Study questions:
1. Name every attribute registration method listed in the mesh documentation below, and give the scope of each.
2. Using the mesh documentation below, answer each question briefly.
(a) Which two helpers does FloatAttributeValue additionally expose?
(b) When an attribute is registered, what value do existing elements receive?
(c) What does AddEdge return if it is called a second time with the same two vertices?

Source extract:
Every element type supports arbitrary named attributes via AttributeDefinition and AttributeValue. Attributes are strongly typed (int or float) and sized (number of dimensions).

Attribute types

ClassBase typeExample use
FloatAttributeValuefloat[]UVs, normals, color
IntAttributeValueint[]Material index, flags
FloatAttributeValue additionally exposes AsVector3() and FromVector3(Float3) helpers.

Registering attributes

Use Add*Attribute on the GeometryData object. Existing elements are automatically populated with the default (zero) value, and all future elements added to the mesh will receive it too.
// AttributeBaseType: Float or Int
// dimensions: number of components (e.g. 2 for UV, 3 for normal)
AttributeDefinition uvDef = mesh.AddLoopAttribute("uv", GeometryData.AttributeBaseType.Float, 2);
AttributeDefinition matDef = mesh.AddFaceAttribute("material_index", GeometryData.AttributeBaseType.Int, 1);
Full set of attribute registration methods:
MethodScope
AddVertexAttribute(name, baseType, dimensions)Per-vertex
AddEdgeAttribute(name, baseType, dimensions)Per-edge
AddLoopAttribute(name, baseType, dimensions)Per-face-corner
AddFaceAttribute(name, baseType, dimensions)Per-face
Corresponding Has*Attribute(name) methods are available to check for prior registration.

Reading and writing attribute values

// Write UV to a loop
var uv = loop.Attributes["uv"] as GeometryData.FloatAttributeValue;
uv.Data[0] = 0.5f;  // U
uv.Data[1] = 0.25f; // V

// Read a Float3 normal from a vertex
var normalAttr = vertex.Attributes["normal"] as GeometryData.FloatAttributeValue;
Float3 normal = normalAttr.AsVector3();

Building Geometry

The three core mutation methods mirror BMesh’s own API:
MethodDescription
AddVertex(Float3 point)Creates and registers a vertex
AddVertex(float x, float y, float z)Convenience overload
AddEdge(Vertex v1, Vertex v2)Creates edge or returns existing one (idempotent)
AddEdge(int v1, int v2)Index-based overload
AddFace(params Vertex[] verts)Creates face (and all needed edges) from an ordered vertex list
AddFace(params int[] indices)Index-based overload
AddEdge is idempotent — calling it twice with the same two vertices returns the existing edge. AddFace calls AddEdge internally for every pair of adjacent vertices.

Example: building a quad

using Prowl.Vector;
using Prowl.Vector.Geometry;

var mesh = new GeometryData();

// Add UV attribute on loops before adding faces (optional but recommended)

Data for review:
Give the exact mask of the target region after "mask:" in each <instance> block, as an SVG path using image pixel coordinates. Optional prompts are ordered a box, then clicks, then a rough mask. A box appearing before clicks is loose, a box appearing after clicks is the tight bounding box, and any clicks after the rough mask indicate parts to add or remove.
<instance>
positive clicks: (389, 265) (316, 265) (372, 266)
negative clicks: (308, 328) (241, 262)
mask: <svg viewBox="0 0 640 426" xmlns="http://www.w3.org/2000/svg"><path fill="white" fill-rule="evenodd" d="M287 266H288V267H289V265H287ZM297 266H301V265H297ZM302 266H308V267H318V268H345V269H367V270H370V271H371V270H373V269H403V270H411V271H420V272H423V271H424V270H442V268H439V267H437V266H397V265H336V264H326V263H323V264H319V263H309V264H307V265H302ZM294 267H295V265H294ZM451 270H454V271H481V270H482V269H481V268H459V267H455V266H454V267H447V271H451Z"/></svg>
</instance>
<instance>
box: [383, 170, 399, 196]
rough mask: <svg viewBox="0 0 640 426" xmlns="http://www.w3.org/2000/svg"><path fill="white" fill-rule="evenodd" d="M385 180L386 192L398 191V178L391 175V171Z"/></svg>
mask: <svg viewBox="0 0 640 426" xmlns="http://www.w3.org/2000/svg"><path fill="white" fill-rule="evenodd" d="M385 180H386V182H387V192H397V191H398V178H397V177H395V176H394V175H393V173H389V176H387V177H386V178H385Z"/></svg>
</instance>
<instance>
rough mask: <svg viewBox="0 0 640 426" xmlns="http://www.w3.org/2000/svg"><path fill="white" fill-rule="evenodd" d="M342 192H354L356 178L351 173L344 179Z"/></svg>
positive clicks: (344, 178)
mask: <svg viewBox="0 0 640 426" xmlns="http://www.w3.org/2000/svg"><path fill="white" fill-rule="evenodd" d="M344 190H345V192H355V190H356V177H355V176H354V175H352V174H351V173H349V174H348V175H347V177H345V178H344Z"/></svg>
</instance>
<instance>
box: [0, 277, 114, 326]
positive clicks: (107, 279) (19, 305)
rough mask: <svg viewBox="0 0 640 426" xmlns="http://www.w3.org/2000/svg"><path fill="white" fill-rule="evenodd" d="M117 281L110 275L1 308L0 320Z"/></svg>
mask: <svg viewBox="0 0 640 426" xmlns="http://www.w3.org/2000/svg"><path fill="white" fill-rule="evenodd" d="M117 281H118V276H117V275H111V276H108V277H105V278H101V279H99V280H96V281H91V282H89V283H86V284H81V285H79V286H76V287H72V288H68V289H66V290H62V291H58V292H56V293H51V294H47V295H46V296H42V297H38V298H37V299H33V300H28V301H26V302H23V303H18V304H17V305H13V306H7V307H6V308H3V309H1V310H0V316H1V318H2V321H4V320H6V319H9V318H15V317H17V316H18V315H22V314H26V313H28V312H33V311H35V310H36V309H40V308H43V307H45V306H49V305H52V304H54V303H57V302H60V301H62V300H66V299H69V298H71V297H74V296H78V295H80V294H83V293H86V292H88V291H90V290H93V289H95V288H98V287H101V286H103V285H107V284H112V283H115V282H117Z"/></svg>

Results for each task:
1.
AddVertexAttribute(name, baseType, dimensions): Per-vertex
AddEdgeAttribute(name, baseType, dimensions): Per-edge
AddLoopAttribute(name, baseType, dimensions): Per-face-corner
AddFaceAttribute(name, baseType, dimensions): Per-face

2.
(a) AsVector3() and FromVector3(Float3).
(b) The default (zero) value.
(c) The existing edge.